What you need to do:
How many lines in the listing below contain the word "Target"? Reply with the number only.

Data for this exercise:
——————

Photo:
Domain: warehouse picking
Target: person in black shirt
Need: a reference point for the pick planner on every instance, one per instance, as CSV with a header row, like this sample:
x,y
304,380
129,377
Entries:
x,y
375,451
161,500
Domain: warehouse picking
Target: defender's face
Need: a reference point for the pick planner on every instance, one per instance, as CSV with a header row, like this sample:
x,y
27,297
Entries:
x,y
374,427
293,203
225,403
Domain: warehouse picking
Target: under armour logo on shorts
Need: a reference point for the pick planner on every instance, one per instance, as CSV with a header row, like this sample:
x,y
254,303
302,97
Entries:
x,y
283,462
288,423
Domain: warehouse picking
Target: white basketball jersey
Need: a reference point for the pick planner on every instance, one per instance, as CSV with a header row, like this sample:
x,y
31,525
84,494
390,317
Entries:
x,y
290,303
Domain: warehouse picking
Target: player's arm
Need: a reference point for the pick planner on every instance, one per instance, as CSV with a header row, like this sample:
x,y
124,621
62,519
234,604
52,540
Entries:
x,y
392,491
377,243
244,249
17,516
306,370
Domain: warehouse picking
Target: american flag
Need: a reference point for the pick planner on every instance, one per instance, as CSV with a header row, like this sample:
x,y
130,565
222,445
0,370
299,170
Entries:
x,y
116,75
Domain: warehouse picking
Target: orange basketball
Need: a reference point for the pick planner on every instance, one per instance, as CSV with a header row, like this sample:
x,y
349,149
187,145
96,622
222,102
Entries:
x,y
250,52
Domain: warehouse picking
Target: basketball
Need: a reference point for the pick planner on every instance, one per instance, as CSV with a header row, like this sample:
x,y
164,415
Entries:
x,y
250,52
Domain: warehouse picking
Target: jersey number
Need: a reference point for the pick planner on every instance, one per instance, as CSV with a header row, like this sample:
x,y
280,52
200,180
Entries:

——————

Task response:
9